--- TEXT Enclosed Below ---

BUFFALO, N.Y. — There's plenty of frustration with the pace of testing for COVID 19. As Governor Andrew Cuomo put it recently, "We need obviously more testing and we need it quick."

It turns out some scientists and experts here in Western New York are working together to produce and seek federal approval for an automated system that could speed up that testing process.

As if heeding the Governor's words, the Rheonix Corporation, which has an office here on Grand Island, is now pushing for federal approval for its robotic testing equipment.

It's a sophisticated lab work station called Encompass. 

Dr. Richard Montagna is a senior VP and molecular biologist who describes the system, "You close the door and you hit a button to actuate the whole system and the software takes over and it runs the complete assay without any attendance by the operator and at the end it evaluates the results and reports the result."

The system is made in sterile clean rooms at the Rheonix factory in Ithaca. They also produce a disposable cartridge system for samples, which is simply plugged in. It's kind of like a circuit board, which activates a system of miniature pumps and valves to switch on and off automatically and circulate fluids for testing. 

"All of the things that on the bench top could take anywhere from five or six hours to a day or two... it's all gonna be compressed to about four hours," Montagna said.    

And if operated on a 24 hour basis, Montagna says the machine could analyze 144 samples per day as compared to some standard runs of only 20 processed lab tests per day.

--- End of Enclosed TEXT ---
--- RECORDS Enclosed Below ---

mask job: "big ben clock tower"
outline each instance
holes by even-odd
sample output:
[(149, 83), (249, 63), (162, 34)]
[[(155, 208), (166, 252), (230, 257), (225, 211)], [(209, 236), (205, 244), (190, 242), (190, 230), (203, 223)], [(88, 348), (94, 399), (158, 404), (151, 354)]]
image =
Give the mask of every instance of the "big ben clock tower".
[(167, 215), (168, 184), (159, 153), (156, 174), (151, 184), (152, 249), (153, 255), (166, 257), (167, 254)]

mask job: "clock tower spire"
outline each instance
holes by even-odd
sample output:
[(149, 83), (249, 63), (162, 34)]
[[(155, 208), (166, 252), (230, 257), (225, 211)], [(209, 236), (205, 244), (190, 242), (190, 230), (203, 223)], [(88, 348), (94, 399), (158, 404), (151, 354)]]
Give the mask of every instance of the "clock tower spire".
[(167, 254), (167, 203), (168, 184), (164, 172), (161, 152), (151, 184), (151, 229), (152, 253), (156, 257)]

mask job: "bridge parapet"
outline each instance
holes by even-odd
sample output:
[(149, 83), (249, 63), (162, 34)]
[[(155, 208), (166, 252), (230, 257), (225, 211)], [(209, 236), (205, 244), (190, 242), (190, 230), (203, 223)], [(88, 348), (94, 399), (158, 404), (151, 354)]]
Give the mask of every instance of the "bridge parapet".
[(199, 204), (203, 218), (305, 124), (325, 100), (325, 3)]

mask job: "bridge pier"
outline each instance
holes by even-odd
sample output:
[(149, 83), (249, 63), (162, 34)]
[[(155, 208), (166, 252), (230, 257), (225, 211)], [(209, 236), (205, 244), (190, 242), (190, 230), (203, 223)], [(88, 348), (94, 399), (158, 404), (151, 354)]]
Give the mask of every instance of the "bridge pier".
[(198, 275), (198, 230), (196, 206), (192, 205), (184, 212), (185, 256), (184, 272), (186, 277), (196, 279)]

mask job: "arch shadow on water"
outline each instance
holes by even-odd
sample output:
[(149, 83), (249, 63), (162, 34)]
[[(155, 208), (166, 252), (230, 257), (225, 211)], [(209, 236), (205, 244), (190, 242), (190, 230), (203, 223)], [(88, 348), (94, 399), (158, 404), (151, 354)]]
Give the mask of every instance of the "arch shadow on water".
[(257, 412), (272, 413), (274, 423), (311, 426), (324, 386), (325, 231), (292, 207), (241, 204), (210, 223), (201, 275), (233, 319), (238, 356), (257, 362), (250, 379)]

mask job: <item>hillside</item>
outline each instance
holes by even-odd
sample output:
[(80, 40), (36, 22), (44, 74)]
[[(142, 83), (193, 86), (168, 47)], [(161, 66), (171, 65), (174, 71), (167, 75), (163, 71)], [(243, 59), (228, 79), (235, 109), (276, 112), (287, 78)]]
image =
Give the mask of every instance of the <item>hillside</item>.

--- End of Enclosed RECORDS ---

ACTIVITY - Reproduce the entire news report on the Rheonix Encompass testing system word for word.

ANSWER BOX -
BUFFALO, N.Y. — There's plenty of frustration with the pace of testing for COVID 19. As Governor Andrew Cuomo put it recently, "We need obviously more testing and we need it quick."

It turns out some scientists and experts here in Western New York are working together to produce and seek federal approval for an automated system that could speed up that testing process.

As if heeding the Governor's words, the Rheonix Corporation, which has an office here on Grand Island, is now pushing for federal approval for its robotic testing equipment.

It's a sophisticated lab work station called Encompass. 

Dr. Richard Montagna is a senior VP and molecular biologist who describes the system, "You close the door and you hit a button to actuate the whole system and the software takes over and it runs the complete assay without any attendance by the operator and at the end it evaluates the results and reports the result."

The system is made in sterile clean rooms at the Rheonix factory in Ithaca. They also produce a disposable cartridge system for samples, which is simply plugged in. It's kind of like a circuit board, which activates a system of miniature pumps and valves to switch on and off automatically and circulate fluids for testing. 

"All of the things that on the bench top could take anywhere from five or six hours to a day or two... it's all gonna be compressed to about four hours," Montagna said.    

And if operated on a 24 hour basis, Montagna says the machine could analyze 144 samples per day as compared to some standard runs of only 20 processed lab tests per day.